Pontifícia Universidade Católica do Rio de Janeiro

Recepción: 01 Agosto 2022

Aprobación: 01 Octubre 2022

Resumo: O objetivo deste artigo é de discutir narrativas de jovens que se identificam como homens bissexuais problematizando, por meio de seus relatos, sentidos atribuídos à vivência da masculinidade bissexual na fase da juventude. Para isso, baseio-me nas perspectivas pós-estruturalistas para discutir as categorias juventude e masculinidade e operacionalizar a produção de narrativas. Os jovens entrevistados enunciaram sentidos de invisibilização da bissexualidade como orientação sexual na sociedade, entretanto resistiam às regulações impostas sobre suas vivências como homens bissexuais, mobilizando uma performatização da juventude que trabalha para a desestabilização de discursos que conformam a incerteza sobre seus afetos e desejos.

Palavras-chave: Masculinidade, Juventude, Bissexualidade, Narrativas, Diferença.
# # # # # # #
OBJETIVO 1 —
Liste as palavras-chave indicadas no texto sobre masculinidade bissexual na juventude.
OBJETIVO 2 —
Indique se cada afirmação concorda com o texto sobre masculinidade bissexual na juventude, respondendo sim ou não e citando literalmente o trecho decisivo: (a) O artigo se apoia em perspectivas pós-estruturalistas. (b) Os jovens entrevistados aceitavam as regulações impostas sobre suas vivências. (c) A aprovação ocorreu em 01 de agosto de 2022.
OBJETIVO 3 —
Retome o texto sobre masculinidade bissexual na juventude e escreva o trecho que viria logo após as palavras-chave.

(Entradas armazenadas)
# # # # # # #
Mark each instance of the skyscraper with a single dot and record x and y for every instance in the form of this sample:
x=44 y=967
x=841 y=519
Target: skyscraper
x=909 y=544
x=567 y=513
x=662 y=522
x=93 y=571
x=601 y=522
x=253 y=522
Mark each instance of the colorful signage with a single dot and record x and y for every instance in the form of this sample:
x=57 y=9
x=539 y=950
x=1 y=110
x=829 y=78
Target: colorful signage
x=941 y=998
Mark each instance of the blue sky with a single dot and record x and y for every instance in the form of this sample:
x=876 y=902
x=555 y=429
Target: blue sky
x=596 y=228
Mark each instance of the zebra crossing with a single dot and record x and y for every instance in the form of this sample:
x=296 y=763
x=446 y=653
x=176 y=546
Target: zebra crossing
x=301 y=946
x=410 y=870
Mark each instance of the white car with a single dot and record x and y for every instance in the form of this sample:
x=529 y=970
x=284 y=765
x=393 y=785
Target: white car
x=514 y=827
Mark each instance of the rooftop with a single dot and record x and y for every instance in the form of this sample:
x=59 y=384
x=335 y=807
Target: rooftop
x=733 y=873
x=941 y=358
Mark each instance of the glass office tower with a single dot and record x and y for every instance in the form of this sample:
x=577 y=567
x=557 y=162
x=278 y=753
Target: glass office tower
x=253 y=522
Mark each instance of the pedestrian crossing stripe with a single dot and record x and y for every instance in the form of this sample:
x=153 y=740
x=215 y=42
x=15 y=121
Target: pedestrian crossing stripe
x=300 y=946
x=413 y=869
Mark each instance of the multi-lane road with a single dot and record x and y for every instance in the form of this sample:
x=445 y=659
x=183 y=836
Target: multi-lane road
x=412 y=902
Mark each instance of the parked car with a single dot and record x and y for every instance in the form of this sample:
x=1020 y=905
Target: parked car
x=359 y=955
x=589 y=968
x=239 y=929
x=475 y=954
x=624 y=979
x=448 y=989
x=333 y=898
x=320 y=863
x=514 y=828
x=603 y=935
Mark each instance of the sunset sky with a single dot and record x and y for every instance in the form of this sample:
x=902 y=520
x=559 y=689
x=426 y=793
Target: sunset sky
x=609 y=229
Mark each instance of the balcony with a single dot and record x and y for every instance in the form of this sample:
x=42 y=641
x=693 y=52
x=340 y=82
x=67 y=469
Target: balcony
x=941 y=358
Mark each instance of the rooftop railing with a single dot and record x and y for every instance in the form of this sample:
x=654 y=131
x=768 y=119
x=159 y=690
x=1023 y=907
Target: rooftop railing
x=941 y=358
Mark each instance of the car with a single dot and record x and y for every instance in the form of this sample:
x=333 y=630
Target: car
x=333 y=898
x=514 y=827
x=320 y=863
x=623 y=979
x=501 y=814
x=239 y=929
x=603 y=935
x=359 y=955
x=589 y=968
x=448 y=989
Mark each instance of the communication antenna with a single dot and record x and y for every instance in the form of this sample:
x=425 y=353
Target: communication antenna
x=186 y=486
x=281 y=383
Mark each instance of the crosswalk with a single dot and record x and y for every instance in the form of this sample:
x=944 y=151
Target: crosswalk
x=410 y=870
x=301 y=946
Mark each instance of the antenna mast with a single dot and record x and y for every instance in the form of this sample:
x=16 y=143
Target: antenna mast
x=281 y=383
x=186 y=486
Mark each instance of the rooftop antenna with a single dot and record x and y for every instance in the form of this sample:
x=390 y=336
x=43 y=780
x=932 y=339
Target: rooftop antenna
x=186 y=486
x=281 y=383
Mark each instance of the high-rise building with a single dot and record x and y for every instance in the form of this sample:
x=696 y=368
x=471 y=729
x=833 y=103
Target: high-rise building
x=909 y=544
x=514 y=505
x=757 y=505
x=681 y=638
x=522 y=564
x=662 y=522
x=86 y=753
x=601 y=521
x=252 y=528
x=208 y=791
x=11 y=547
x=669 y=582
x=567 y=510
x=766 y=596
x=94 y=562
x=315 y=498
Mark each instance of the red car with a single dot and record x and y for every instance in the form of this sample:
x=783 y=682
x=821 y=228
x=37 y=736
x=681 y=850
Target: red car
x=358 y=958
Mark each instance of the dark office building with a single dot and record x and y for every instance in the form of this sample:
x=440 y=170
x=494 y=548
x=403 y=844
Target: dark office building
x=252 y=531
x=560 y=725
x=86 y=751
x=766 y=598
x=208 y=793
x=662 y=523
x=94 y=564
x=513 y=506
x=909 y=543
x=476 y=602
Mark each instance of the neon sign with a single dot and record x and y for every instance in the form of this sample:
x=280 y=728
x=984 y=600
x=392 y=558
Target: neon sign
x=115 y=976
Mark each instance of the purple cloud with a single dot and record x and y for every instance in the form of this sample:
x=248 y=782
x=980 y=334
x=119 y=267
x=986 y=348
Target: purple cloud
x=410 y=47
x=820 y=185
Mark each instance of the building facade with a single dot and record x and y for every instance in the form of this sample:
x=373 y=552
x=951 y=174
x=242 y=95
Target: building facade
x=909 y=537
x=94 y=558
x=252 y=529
# # # # # # #
RESPOSTA 1 —
Masculinidade, Juventude, Bissexualidade, Narrativas, Diferença.

RESPOSTA 2 —
(a) Sim: "baseio-me nas perspectivas pós-estruturalistas"
(b) Não: "resistiam às regulações impostas sobre suas vivências como homens bissexuais"
(c) Não: "Aprobación: 01 Octubre 2022"

RESPOSTA 3 —
Abstract: The objective of this article is to discuss narratives of young people who identify themselves as bisexual men, questioning, through their reports, meanings attributed to the experience of bisexual masculinity in the youth phase. For this, I base myself on poststructuralist perspectives to discuss the youth and masculinity categories and operationalize the production of narratives. The young people interviewed expressed meanings of invisibility of bisexuality as a sexual orientation in society, however they resisted the regulations imposed on their experiences as bisexual men, mobilizing a performance of youth that works to destabilize discourses that shape the uncertainty about their affections and desires.

Keywords: Masculinity, Youth, Bisexuality, Narratives, Difference.

Introdução

Em recente entrevista para o podcast “Nos armários do vestiário”2, série jornalística que aborda a homofobia e o machismo no futebol brasileiro, o ex-jogador e hoje comentarista de futebol Richarlyson afirmou se identificar como bissexual, rememorando o preconceito que sofreu ao longo de toda sua carreira. O posicionamento de Richarlyson causou grande repercussão na mídia como, por exemplo, pessoas dizendo não acreditar na existência da bissexualidade como orientação sexual3. Historicamente invisibilizada e deslegitimada, a bissexualidade carrega consigo sentidos de uma identidade sexual tida como confusa, duvidosa, transitória, fetichizada, não monogâmica e experienciada por pessoas suscetíveis a infecções sexualmente transmissíveis (ISTs) (JAEGER et al., 2019).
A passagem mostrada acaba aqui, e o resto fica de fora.